▶ _Supplied material_:
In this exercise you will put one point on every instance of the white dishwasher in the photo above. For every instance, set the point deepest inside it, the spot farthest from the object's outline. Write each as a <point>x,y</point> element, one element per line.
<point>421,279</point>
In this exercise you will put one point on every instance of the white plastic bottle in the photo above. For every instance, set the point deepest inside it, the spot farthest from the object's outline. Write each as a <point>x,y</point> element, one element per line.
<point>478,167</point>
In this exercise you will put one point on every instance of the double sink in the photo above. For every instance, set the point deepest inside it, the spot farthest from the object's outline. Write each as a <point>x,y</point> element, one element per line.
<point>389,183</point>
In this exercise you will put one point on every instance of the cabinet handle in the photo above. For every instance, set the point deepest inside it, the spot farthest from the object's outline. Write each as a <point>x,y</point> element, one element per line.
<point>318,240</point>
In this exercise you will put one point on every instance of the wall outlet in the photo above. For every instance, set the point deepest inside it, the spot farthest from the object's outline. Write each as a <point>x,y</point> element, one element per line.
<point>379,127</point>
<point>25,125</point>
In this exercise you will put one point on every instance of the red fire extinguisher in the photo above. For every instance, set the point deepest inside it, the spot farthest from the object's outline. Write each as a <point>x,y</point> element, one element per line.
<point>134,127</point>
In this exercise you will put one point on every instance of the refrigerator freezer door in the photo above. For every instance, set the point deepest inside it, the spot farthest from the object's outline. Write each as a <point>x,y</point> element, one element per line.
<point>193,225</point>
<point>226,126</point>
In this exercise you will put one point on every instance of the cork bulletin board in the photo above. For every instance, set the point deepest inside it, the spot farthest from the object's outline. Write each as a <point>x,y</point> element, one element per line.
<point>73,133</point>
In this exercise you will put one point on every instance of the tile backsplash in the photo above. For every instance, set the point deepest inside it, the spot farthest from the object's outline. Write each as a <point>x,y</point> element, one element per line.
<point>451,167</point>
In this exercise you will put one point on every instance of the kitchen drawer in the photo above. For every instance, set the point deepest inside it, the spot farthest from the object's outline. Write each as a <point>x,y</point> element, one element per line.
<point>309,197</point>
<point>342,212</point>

▶ _The task_:
Go through the listing and print each line exactly as it appears.

▶ _Solution for this problem_:
In this exercise you will put one point on every instance of the white dishwasher in the photo above. For every instance, set the point deepest inside it, the spot farthest from the object's outline. Write each as a <point>x,y</point> element, one element per line.
<point>421,279</point>
In this exercise you will put one point on every instance of the white plastic bottle in the photo above. For every instance, set the point deepest inside it, the spot farthest from the object's outline. Write each as a <point>x,y</point> element, one element per line.
<point>478,167</point>
In this exercise you will put one point on every instance of the double sink in the photo above. For every instance, set the point deepest inside it, the spot farthest from the object's outline. Write each as a <point>x,y</point> element, one element per line.
<point>389,183</point>
In this exercise you will put one point on every instance of the cabinet handle in the photo above. For every instance, set the point deepest inside it, the spot farthest from the object's outline. Write each as a <point>x,y</point> element, one element per line.
<point>318,240</point>
In this exercise you will put one point on every instance of the wall outlet in the photo above. For every instance, set the point deepest inside it, the spot farthest from the object's outline. Write each as a <point>x,y</point> element, one element per line.
<point>379,127</point>
<point>25,125</point>
In this exercise you will put one point on every instance of the red fire extinguisher in the photo above. For every instance, set the point deepest inside it, the spot farthest from the object's outline. Write each as a <point>x,y</point> element, one element per line.
<point>134,127</point>
In this exercise you will put one point on every instance of the refrigerator freezer door in the photo above. For every instance, set the point deepest inside it, the spot farthest from the object's outline. Write each as a <point>x,y</point> element, one element per line.
<point>193,225</point>
<point>226,126</point>
In this exercise you will put one point on every instance of the cork bulletin board in the photo above. For every instance, set the point deepest inside it, the spot farthest from the object's outline. Write each as a <point>x,y</point> element, one element per line.
<point>73,133</point>
In this exercise you will put one point on every instance of the tile backsplash in the photo above. For every instance, set the point deepest inside it, the spot farthest from the object's outline. Write each as a <point>x,y</point> element, one element per line.
<point>451,167</point>
In this exercise you will put one point on every instance of the kitchen drawer in the photo above. For every instance, set the point deepest inside it, the spot farthest from the object's outline. Write each as a <point>x,y</point> element, one element per line.
<point>309,197</point>
<point>342,212</point>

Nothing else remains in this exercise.